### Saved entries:
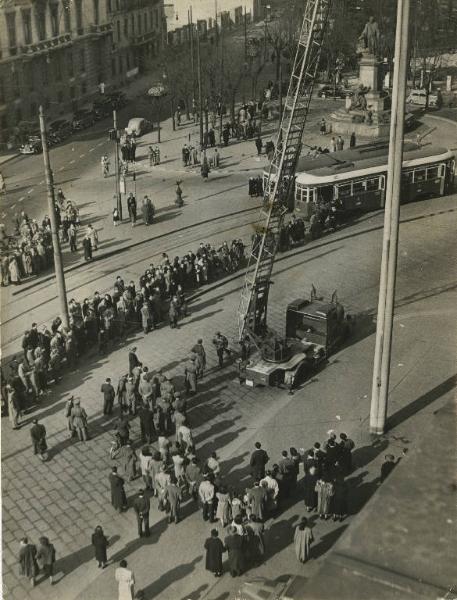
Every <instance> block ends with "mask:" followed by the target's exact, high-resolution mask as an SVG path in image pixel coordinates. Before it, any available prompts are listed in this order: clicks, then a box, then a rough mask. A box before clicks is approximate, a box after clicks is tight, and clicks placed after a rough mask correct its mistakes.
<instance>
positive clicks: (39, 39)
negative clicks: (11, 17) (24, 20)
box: [36, 6, 46, 41]
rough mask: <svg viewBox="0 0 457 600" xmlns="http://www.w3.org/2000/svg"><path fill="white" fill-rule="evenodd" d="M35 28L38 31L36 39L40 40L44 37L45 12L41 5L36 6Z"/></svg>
mask: <svg viewBox="0 0 457 600" xmlns="http://www.w3.org/2000/svg"><path fill="white" fill-rule="evenodd" d="M36 28H37V32H38V39H39V40H40V41H42V40H44V39H46V14H45V12H44V9H43V7H42V6H37V12H36Z"/></svg>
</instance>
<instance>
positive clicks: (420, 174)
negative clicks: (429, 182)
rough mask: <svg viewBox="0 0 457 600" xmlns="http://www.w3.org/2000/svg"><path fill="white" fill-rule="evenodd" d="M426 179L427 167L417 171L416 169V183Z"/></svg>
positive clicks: (415, 180)
mask: <svg viewBox="0 0 457 600" xmlns="http://www.w3.org/2000/svg"><path fill="white" fill-rule="evenodd" d="M426 179H427V175H426V171H425V169H418V170H417V171H414V181H415V183H419V182H421V181H425V180H426Z"/></svg>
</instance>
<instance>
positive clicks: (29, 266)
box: [0, 188, 81, 286]
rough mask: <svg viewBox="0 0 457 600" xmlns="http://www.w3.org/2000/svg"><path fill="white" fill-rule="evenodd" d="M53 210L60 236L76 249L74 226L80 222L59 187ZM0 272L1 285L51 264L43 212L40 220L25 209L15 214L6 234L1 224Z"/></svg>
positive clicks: (75, 239) (9, 281)
mask: <svg viewBox="0 0 457 600" xmlns="http://www.w3.org/2000/svg"><path fill="white" fill-rule="evenodd" d="M55 214H56V220H57V227H58V230H59V236H60V240H61V241H62V242H68V243H69V247H70V250H71V251H72V252H74V251H75V250H76V238H77V229H78V228H79V227H80V225H81V221H80V218H79V211H78V208H77V207H76V205H75V203H74V202H72V201H70V200H66V198H65V196H64V194H63V192H62V190H61V189H60V188H59V190H58V191H57V194H56V202H55ZM1 229H2V235H1V261H0V276H1V284H2V286H7V285H9V284H14V285H18V284H20V283H21V282H22V281H23V280H24V279H27V278H28V277H31V276H33V275H39V274H40V273H43V272H45V271H48V270H49V269H50V268H51V267H52V266H53V264H54V254H53V248H52V237H51V219H50V218H49V216H48V215H45V216H44V218H43V220H42V221H41V223H40V222H39V221H38V220H37V219H31V218H30V217H29V216H28V214H27V213H26V211H25V210H22V211H21V213H19V214H16V215H15V221H14V233H13V235H8V234H7V233H6V229H5V227H4V226H3V225H2V226H1Z"/></svg>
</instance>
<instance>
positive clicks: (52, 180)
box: [39, 106, 70, 328]
mask: <svg viewBox="0 0 457 600" xmlns="http://www.w3.org/2000/svg"><path fill="white" fill-rule="evenodd" d="M39 119H40V133H41V145H42V146H43V161H44V172H45V177H46V188H47V196H48V212H49V217H50V219H51V237H52V247H53V249H54V268H55V272H56V284H57V295H58V297H59V305H60V314H61V316H62V323H63V325H64V327H66V328H68V327H69V326H70V323H69V317H68V304H67V290H66V289H65V276H64V272H63V262H62V252H61V249H60V240H59V228H58V226H57V219H56V210H55V198H54V181H53V176H52V170H51V164H50V162H49V151H48V141H47V138H46V125H45V122H44V114H43V107H42V106H40V109H39Z"/></svg>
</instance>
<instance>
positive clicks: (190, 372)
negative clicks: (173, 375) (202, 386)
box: [184, 355, 198, 395]
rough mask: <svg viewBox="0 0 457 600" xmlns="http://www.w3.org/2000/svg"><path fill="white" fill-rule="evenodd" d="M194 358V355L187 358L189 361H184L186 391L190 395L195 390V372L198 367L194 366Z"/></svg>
mask: <svg viewBox="0 0 457 600" xmlns="http://www.w3.org/2000/svg"><path fill="white" fill-rule="evenodd" d="M195 363H196V358H195V355H193V356H191V357H190V358H189V361H188V362H187V363H186V365H185V367H184V377H185V381H186V392H187V393H188V394H189V393H190V394H191V395H194V394H196V392H197V373H198V369H197V366H196V364H195Z"/></svg>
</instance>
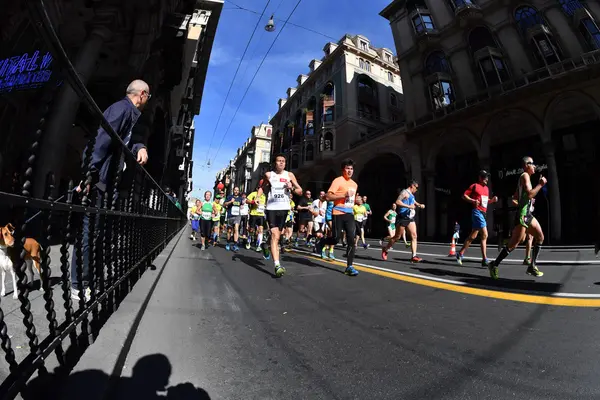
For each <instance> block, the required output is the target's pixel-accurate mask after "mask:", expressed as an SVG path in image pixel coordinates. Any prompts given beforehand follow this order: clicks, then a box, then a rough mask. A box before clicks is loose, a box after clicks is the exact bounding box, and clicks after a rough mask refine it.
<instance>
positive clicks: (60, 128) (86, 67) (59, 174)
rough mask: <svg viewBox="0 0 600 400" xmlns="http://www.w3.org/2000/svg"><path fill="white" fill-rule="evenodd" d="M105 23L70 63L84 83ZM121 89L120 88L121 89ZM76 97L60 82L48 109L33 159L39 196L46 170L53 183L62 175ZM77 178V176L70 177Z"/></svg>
mask: <svg viewBox="0 0 600 400" xmlns="http://www.w3.org/2000/svg"><path fill="white" fill-rule="evenodd" d="M111 33H112V32H111V30H110V29H109V28H108V27H107V26H104V25H102V26H94V27H92V29H91V31H90V33H89V35H88V37H87V39H86V40H85V42H84V43H83V46H82V47H81V49H80V50H79V53H78V54H77V58H76V59H75V62H74V63H73V65H74V67H75V70H76V71H77V73H78V75H79V78H80V79H81V81H82V82H83V83H84V84H87V82H88V81H89V78H90V76H91V75H92V74H93V72H94V69H95V67H96V62H97V60H98V55H99V54H100V49H101V48H102V45H103V44H104V42H105V41H106V40H108V38H109V37H110V35H111ZM123 92H124V90H123ZM79 103H80V99H79V96H78V95H77V93H76V92H75V91H74V90H73V88H72V87H71V85H69V84H68V83H67V82H65V83H64V85H63V88H62V89H61V91H60V92H59V94H58V98H57V99H56V100H55V102H54V106H53V107H52V110H51V115H50V119H49V121H48V126H47V128H46V130H45V132H44V134H43V139H42V148H41V151H40V153H39V154H40V158H39V160H38V162H37V174H36V176H35V182H34V184H35V187H34V195H35V196H36V197H41V196H43V194H44V185H45V176H46V174H47V173H48V172H49V171H52V172H54V175H55V177H56V182H57V186H58V184H59V182H60V177H61V174H62V166H63V160H64V158H65V155H66V150H67V143H68V142H69V136H70V134H71V129H72V126H73V122H75V117H76V115H77V109H78V108H79ZM73 178H74V179H78V178H79V177H73Z"/></svg>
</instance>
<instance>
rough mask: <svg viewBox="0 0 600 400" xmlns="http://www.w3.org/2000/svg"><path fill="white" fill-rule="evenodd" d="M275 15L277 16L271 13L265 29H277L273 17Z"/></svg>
mask: <svg viewBox="0 0 600 400" xmlns="http://www.w3.org/2000/svg"><path fill="white" fill-rule="evenodd" d="M274 17H275V15H271V18H269V22H267V25H265V31H267V32H274V31H275V20H274V19H273V18H274Z"/></svg>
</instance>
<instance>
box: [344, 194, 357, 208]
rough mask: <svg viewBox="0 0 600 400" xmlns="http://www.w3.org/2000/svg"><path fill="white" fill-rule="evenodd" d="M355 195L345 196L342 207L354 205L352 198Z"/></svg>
mask: <svg viewBox="0 0 600 400" xmlns="http://www.w3.org/2000/svg"><path fill="white" fill-rule="evenodd" d="M355 197H356V195H354V196H352V197H346V201H345V202H344V207H346V208H352V207H354V198H355Z"/></svg>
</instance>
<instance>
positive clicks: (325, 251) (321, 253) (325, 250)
mask: <svg viewBox="0 0 600 400" xmlns="http://www.w3.org/2000/svg"><path fill="white" fill-rule="evenodd" d="M321 258H322V259H323V260H326V259H327V249H326V248H325V247H323V250H321Z"/></svg>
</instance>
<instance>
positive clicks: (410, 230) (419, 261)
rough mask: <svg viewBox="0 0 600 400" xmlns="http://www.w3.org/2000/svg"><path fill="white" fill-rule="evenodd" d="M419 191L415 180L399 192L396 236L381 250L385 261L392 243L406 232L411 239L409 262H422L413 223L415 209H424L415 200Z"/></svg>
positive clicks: (396, 221)
mask: <svg viewBox="0 0 600 400" xmlns="http://www.w3.org/2000/svg"><path fill="white" fill-rule="evenodd" d="M418 189H419V183H418V182H417V181H415V180H412V181H410V184H409V186H408V188H407V189H404V190H403V191H401V192H400V195H399V196H398V199H397V200H396V204H397V205H398V207H400V212H399V213H398V214H399V218H397V219H396V234H395V235H394V237H392V238H391V239H390V240H389V242H388V244H387V245H386V246H385V247H384V248H383V249H382V250H381V258H382V259H383V260H384V261H385V260H387V254H388V251H389V250H390V249H391V248H392V246H393V245H394V243H396V241H397V240H398V239H400V237H401V236H402V234H403V233H404V231H405V230H408V232H409V233H410V238H411V243H410V246H411V249H412V258H411V259H410V261H411V262H414V263H417V262H421V261H423V260H422V259H421V258H419V257H417V224H416V223H415V219H414V218H415V214H416V211H415V210H416V209H417V208H421V209H423V208H425V204H421V203H419V202H417V201H416V200H415V193H416V192H417V190H418Z"/></svg>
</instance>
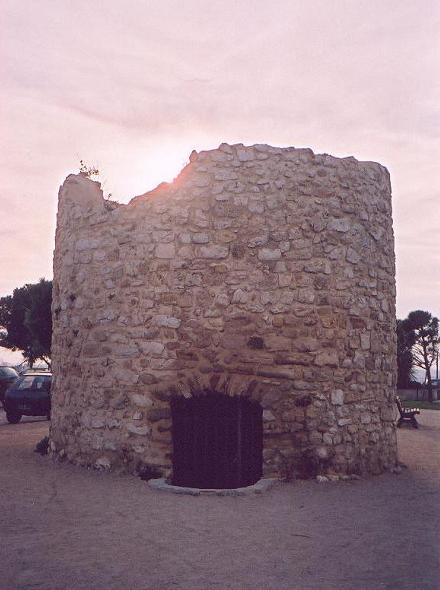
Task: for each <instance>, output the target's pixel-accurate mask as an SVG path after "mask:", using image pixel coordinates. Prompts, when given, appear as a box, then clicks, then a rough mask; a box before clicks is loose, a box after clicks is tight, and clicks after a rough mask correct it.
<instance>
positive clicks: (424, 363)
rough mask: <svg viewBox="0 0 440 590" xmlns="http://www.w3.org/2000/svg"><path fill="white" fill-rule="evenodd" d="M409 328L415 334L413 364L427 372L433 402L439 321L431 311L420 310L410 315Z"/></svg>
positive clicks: (429, 387) (438, 329) (430, 394)
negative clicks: (435, 358)
mask: <svg viewBox="0 0 440 590" xmlns="http://www.w3.org/2000/svg"><path fill="white" fill-rule="evenodd" d="M405 321H406V322H408V327H409V329H410V330H412V331H413V332H414V344H413V346H412V350H411V353H412V358H413V364H414V365H416V366H417V367H420V368H421V369H423V370H424V371H425V375H426V377H425V379H426V384H427V386H428V399H429V401H431V402H432V380H431V367H432V365H433V363H434V360H435V358H436V356H437V351H438V345H439V321H438V318H436V317H433V316H432V314H430V313H429V311H422V310H420V309H418V310H416V311H412V312H410V313H409V314H408V317H407V319H406V320H405Z"/></svg>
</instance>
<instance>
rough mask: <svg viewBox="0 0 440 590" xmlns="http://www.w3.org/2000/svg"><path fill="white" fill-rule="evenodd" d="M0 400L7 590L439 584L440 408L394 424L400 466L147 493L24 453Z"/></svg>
mask: <svg viewBox="0 0 440 590" xmlns="http://www.w3.org/2000/svg"><path fill="white" fill-rule="evenodd" d="M47 430H48V423H47V422H46V421H45V420H42V419H38V418H37V419H29V418H28V419H25V421H24V422H22V423H20V424H18V425H14V426H12V425H9V424H6V423H5V420H4V414H3V412H2V411H0V494H1V495H0V558H1V562H0V563H1V566H2V570H1V574H0V588H1V589H4V590H16V589H20V590H37V589H38V590H40V589H41V590H55V589H56V590H70V589H84V590H104V589H105V590H113V589H114V590H125V589H127V590H137V589H140V590H141V589H154V590H162V589H163V590H172V589H174V588H175V589H182V590H211V589H219V590H224V589H225V590H226V589H228V590H229V589H231V590H260V589H261V590H263V589H264V590H321V589H323V590H333V589H338V590H346V589H356V590H364V589H365V590H366V589H368V590H381V589H386V590H391V589H393V590H394V589H396V590H406V589H408V590H438V588H439V587H440V567H439V563H440V538H439V530H440V526H439V525H440V458H439V457H440V411H423V412H422V416H421V418H420V428H419V429H418V430H415V429H412V428H410V427H406V426H405V427H403V428H402V429H400V430H399V449H400V460H401V461H403V462H404V463H406V464H407V465H408V469H405V470H403V472H402V473H401V474H400V475H393V474H386V475H381V476H378V477H372V478H371V479H368V480H361V481H350V482H334V483H323V484H320V483H316V482H315V481H302V482H294V483H289V484H281V483H280V484H277V485H276V487H275V488H273V489H272V490H271V491H269V492H266V493H265V494H263V495H261V496H253V497H193V496H180V495H179V496H176V495H174V494H168V493H164V492H154V491H152V490H150V489H149V488H148V487H147V484H146V483H145V482H143V481H141V480H140V479H138V478H135V477H130V476H117V475H113V474H105V473H98V472H94V471H89V470H86V469H81V468H78V467H74V466H72V465H68V464H54V463H52V461H51V460H50V459H49V458H47V457H41V456H40V455H38V454H36V453H34V452H33V449H34V446H35V444H36V443H37V442H38V441H39V440H40V439H41V438H42V437H43V436H44V435H45V434H46V433H47Z"/></svg>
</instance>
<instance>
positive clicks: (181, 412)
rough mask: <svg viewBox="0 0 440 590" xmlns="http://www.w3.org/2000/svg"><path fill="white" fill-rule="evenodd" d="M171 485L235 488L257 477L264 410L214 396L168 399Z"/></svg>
mask: <svg viewBox="0 0 440 590" xmlns="http://www.w3.org/2000/svg"><path fill="white" fill-rule="evenodd" d="M171 416H172V424H173V478H172V483H173V485H178V486H186V487H196V488H218V489H225V488H237V487H243V486H248V485H252V484H254V483H255V482H256V481H258V480H259V479H260V478H261V475H262V464H263V410H262V407H261V406H260V404H259V403H257V402H254V401H251V400H249V399H246V398H241V397H229V396H226V395H221V394H217V393H209V394H207V395H205V396H201V397H194V398H189V399H186V398H183V397H182V398H181V397H179V398H174V399H173V400H172V401H171Z"/></svg>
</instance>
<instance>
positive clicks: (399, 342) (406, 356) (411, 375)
mask: <svg viewBox="0 0 440 590" xmlns="http://www.w3.org/2000/svg"><path fill="white" fill-rule="evenodd" d="M414 344H415V333H414V330H412V329H411V327H410V325H409V323H408V320H407V319H406V320H397V387H408V386H409V384H410V382H411V380H412V378H413V354H412V347H413V346H414Z"/></svg>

### WORK ORDER:
Extract each line of the items above that contains the string "negative".

### ANSWER BELOW:
negative clicks: (11, 17) (24, 20)
negative clicks: (429, 182)
negative clicks: (173, 375) (202, 386)
negative clicks: (435, 358)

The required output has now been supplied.